▶ [Task description]
Answer these questions from the extract on busking on trains:
1. In which town had the narrator earlier done well at a windy crossroads?
2. Which song did the narrator choose to play?
3. What did the person who tapped the narrator's shoulder advise?

▶ [Text extract]
┄┄┄┄┄┄┄┄┄┄

Wow. It was a scary thought. Specially when I realized he meant “on trains.”I had quite a bit of success at a windy crossroads in Amersfoort, but this sounded like a serious business. The train moves, many people come in and out how many tickets do I need to buy?

No tickets. Or just one.

This was even more challenging. I was to dodge the ticket controllers, as I was in the pits.  I needed money. So be it.

I picked the right song. The Crossroads by Tracy Chapman. It had just come out and many recognized it. The symbolism was too obvious, as I was at the crossroads myself.

Hoping against hope, I put my heart and soul in it. I mused about how a world full of opportunities created opportunists, as though it were letting coyotes sneak into the backyards full of fat cats. Until a friendly hand tapped my shoulder, “You should stop playing and collect the money before people get out…”

It was true, but I couldn’t hope against reality and just stop in the middle of a song. What I needed was someone to pass a hat.

┄┄┄┄┄┄┄┄┄┄

▶ [Data extract]
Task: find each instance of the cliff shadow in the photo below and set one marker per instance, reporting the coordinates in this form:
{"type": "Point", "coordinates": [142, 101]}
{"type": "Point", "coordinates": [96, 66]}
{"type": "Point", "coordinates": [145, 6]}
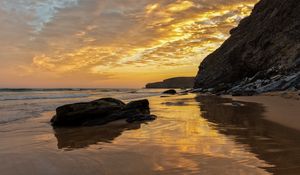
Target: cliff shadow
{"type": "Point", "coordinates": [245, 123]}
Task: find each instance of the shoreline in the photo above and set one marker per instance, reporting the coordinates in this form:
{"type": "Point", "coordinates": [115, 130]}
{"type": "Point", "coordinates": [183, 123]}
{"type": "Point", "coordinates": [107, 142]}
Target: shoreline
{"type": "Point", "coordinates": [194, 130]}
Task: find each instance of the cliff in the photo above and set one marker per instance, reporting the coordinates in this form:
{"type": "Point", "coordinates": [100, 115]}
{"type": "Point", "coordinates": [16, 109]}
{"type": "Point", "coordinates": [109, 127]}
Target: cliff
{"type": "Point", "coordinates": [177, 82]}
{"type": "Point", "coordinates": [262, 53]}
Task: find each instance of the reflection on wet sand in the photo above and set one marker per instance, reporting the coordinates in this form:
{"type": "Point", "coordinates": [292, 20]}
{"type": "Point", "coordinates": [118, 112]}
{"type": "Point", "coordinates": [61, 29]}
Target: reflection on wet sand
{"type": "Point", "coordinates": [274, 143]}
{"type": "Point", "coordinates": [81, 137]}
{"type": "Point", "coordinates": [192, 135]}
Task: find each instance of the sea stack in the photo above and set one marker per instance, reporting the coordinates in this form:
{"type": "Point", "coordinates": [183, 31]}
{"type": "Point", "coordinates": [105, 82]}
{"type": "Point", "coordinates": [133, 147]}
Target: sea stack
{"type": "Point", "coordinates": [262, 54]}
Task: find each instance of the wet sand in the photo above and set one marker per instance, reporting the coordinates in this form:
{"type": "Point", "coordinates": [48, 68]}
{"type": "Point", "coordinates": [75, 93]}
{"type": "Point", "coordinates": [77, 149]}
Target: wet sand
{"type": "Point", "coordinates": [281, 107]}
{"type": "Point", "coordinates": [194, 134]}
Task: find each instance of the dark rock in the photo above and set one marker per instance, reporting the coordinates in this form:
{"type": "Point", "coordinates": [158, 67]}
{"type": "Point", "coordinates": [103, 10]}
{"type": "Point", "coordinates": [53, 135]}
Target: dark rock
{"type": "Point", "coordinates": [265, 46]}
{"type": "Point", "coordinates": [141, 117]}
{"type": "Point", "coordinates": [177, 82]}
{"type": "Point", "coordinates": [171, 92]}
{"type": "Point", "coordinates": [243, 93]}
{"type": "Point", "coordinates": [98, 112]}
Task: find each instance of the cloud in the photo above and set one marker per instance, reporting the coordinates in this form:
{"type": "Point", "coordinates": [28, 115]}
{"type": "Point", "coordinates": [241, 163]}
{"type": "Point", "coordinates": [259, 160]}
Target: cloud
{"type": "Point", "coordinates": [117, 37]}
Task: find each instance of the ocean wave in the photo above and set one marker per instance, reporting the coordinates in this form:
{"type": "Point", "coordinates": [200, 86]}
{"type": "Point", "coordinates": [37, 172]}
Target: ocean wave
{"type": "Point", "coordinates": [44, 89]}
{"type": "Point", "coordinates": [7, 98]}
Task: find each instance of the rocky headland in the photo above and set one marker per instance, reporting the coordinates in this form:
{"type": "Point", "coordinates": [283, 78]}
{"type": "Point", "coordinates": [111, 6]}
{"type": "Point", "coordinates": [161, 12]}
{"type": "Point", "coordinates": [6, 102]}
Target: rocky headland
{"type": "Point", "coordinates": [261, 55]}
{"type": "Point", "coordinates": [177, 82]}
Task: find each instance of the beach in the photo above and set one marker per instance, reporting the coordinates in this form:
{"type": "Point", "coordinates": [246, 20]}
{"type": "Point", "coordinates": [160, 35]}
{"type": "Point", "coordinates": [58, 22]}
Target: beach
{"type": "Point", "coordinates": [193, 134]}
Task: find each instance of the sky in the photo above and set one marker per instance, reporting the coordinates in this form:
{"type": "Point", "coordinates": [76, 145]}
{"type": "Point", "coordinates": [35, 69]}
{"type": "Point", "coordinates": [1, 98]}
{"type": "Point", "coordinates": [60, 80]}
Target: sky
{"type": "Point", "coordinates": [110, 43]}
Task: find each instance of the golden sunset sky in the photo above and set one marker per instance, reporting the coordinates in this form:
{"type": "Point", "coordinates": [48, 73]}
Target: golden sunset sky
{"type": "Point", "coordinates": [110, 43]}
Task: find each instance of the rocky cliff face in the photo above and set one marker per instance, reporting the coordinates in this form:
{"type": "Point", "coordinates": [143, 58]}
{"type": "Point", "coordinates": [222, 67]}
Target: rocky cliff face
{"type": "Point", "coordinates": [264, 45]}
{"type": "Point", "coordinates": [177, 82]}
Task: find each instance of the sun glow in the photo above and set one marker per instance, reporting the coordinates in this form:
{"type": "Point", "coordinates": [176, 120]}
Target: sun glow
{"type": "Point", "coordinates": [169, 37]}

┄┄┄┄┄┄┄┄┄┄

▶ [Result of this task]
1. Amersfoort.
2. The Crossroads by Tracy Chapman.
3. To stop playing and collect the money before people got out.